- Tarefa curta 1 -
Transcreva o trecho do texto sobre o presídio que começa em "Na cidade de" e termina em "coração do presídio.".

- Texto fornecido -
——————————

No Coração do Presídio




O que ocorreu nesse ultimo domingo não pode, simplesmente, cair no esquecimento. Eu precisava registrar, não poderia ter presenciado tantos fatos e tantas histórias e não colocar-las no papel. Não dá. O que vocês lerão a seguir, não é um resumo teológico, nem um breve catecismo, muito menos uma confissão de fé. É simplesmente a ótica de quem está na linha de frente do trabalho. São as experiências, emoções, relatos que conseguiram mexer com a minha cabeça, em fim uma narração de como foi o dia 27 de março de 2010.
Na cidade de Maranguape, a mais de 90km de Fortaleza, fica o Amanarí, um presídio construído à décadas, uma colônia agrícola, onde residem criminosos que estão em regime fechado e no semi aberto. Talvez você nunca tenha ouvido falar, talvez até tenha escutado notícias de que alguém fugiu de lá, talvez esteja se lembrando agora de um artigo na página policial citando esse nome. Mas o que você lerá aqui, não refere-se a superlotação ou coisa do tipo, o que você lerá aqui é o que se passa lá dentro, na intimidade do crime, no coração do presídio.

——————————

- Dados fornecidos -
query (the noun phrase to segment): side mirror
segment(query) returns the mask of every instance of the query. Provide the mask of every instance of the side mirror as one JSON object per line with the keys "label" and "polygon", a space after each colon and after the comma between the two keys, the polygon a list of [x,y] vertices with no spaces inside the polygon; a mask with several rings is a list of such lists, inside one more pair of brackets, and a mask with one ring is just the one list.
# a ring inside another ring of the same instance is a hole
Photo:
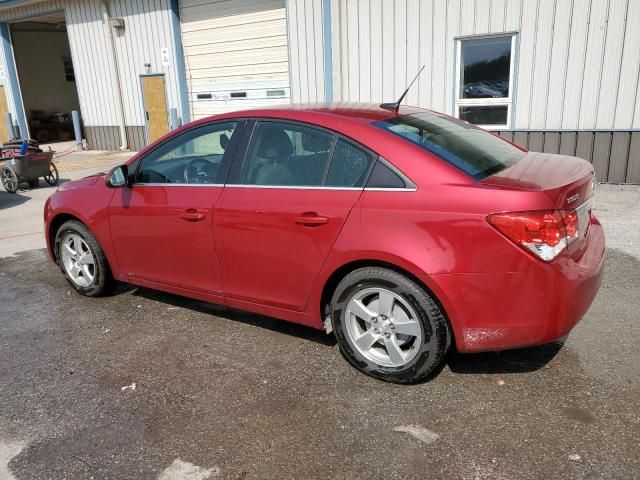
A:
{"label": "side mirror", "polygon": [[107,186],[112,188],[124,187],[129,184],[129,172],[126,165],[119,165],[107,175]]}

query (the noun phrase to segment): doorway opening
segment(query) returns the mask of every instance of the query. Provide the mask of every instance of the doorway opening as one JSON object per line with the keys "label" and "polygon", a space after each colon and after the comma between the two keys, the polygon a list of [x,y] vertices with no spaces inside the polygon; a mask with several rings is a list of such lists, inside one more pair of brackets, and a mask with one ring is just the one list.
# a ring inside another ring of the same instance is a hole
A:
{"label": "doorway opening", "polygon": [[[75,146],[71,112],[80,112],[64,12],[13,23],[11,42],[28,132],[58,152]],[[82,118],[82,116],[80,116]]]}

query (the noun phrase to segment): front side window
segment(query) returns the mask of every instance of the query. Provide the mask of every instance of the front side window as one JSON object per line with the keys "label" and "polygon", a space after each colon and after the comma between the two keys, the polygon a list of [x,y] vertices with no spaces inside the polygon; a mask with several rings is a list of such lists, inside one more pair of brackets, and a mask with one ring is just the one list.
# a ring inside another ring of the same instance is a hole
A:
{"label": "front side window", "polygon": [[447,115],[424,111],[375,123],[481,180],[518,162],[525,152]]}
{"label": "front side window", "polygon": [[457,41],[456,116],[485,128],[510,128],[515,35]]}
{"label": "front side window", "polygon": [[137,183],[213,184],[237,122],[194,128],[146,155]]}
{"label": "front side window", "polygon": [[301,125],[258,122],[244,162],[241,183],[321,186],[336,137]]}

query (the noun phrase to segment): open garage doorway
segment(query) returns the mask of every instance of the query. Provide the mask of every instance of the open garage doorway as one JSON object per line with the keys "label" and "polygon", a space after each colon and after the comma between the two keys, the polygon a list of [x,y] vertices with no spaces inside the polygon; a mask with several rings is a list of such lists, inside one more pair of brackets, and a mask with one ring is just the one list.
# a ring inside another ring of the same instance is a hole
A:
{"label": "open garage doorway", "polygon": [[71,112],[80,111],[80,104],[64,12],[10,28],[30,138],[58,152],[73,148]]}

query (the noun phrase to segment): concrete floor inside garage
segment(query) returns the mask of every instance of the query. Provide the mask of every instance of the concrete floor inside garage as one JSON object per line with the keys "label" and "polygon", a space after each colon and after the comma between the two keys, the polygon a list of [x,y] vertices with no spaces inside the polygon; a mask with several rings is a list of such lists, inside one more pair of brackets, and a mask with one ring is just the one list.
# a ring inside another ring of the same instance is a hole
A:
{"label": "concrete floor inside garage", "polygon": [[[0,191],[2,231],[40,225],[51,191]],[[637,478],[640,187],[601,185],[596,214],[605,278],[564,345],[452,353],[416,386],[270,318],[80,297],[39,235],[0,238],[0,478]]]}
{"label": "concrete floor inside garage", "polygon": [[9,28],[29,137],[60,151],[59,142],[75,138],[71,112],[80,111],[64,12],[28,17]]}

——————————

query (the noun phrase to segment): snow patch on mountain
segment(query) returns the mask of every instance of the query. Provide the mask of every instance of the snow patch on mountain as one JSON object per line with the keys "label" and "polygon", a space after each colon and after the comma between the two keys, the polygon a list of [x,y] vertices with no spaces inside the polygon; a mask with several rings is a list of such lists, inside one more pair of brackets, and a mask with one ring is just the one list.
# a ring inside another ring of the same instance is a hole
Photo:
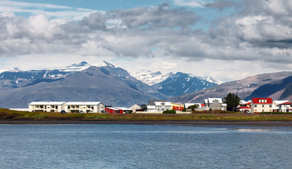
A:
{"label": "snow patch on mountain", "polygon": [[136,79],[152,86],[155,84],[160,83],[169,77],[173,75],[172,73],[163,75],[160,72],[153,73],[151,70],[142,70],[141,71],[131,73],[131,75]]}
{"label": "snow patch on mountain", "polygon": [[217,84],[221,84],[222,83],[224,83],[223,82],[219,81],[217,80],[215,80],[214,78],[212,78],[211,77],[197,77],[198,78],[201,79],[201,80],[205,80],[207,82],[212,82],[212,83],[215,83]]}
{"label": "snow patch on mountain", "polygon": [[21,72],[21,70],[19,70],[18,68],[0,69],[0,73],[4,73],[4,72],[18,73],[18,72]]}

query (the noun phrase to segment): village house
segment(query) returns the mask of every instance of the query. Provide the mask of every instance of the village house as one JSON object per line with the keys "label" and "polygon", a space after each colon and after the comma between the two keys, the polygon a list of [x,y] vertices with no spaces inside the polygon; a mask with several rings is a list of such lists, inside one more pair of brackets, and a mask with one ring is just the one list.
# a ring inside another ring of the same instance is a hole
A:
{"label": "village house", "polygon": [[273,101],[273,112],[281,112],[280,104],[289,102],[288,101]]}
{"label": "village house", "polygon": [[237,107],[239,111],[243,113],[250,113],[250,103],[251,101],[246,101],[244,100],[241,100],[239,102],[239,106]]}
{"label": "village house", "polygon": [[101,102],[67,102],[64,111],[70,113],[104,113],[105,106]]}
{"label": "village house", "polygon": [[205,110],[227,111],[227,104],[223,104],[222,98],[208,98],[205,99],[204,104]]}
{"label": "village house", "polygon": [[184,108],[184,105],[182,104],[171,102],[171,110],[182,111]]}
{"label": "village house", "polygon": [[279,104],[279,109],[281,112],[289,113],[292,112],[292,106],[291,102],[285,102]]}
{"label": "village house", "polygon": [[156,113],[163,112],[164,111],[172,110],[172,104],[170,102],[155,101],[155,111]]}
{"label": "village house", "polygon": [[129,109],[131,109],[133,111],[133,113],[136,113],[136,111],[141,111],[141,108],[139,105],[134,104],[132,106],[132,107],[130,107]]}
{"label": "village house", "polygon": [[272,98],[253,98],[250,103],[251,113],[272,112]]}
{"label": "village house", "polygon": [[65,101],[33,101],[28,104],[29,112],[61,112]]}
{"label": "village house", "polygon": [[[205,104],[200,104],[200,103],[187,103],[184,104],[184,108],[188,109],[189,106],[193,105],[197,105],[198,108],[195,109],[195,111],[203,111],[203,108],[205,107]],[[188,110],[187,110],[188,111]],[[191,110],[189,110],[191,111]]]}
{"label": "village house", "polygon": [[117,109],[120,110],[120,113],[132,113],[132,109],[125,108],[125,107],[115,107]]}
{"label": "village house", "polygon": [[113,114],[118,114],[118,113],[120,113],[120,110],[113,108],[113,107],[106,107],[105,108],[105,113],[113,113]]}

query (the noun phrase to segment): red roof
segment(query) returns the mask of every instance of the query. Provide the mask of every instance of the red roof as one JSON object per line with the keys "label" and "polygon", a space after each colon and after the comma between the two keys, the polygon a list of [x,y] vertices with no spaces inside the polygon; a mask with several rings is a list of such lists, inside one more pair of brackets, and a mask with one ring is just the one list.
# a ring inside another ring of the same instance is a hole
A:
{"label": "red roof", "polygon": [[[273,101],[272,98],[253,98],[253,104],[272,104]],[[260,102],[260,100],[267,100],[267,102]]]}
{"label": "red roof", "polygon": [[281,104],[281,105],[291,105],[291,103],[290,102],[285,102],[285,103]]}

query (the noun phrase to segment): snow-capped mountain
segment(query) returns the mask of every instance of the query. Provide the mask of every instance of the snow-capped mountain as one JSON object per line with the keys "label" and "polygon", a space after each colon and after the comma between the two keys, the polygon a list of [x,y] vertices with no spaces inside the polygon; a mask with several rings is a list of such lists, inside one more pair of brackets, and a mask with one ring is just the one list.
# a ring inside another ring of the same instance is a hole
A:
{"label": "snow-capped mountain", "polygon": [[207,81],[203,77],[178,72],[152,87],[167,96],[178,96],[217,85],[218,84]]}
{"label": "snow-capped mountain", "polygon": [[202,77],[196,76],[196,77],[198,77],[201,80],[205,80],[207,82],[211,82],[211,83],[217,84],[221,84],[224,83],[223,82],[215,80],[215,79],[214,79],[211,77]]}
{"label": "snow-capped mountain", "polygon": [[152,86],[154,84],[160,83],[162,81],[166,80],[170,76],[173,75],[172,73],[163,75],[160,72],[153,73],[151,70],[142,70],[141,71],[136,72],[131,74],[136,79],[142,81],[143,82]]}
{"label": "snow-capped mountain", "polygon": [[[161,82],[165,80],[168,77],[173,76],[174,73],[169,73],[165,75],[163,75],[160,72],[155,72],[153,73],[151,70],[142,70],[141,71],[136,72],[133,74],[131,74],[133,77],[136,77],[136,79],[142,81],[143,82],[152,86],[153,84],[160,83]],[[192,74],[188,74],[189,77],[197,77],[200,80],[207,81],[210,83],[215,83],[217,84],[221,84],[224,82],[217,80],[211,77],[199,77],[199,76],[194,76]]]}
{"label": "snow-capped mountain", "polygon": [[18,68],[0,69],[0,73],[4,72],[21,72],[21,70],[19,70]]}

——————————

- Tarefa curta 2 -
Diga quantas linhas dos registros contêm a palavra "roof". Responda só com o número.

- Solução da tarefa 1 -
Na cidade de Maranguape, a mais de 90km de Fortaleza, fica o Amanarí, um presídio construído à décadas, uma colônia agrícola, onde residem criminosos que estão em regime fechado e no semi aberto. Talvez você nunca tenha ouvido falar, talvez até tenha escutado notícias de que alguém fugiu de lá, talvez esteja se lembrando agora de um artigo na página policial citando esse nome. Mas o que você lerá aqui, não refere-se a superlotação ou coisa do tipo, o que você lerá aqui é o que se passa lá dentro, na intimidade do crime, no coração do presídio.

- Solução da tarefa 2 -
4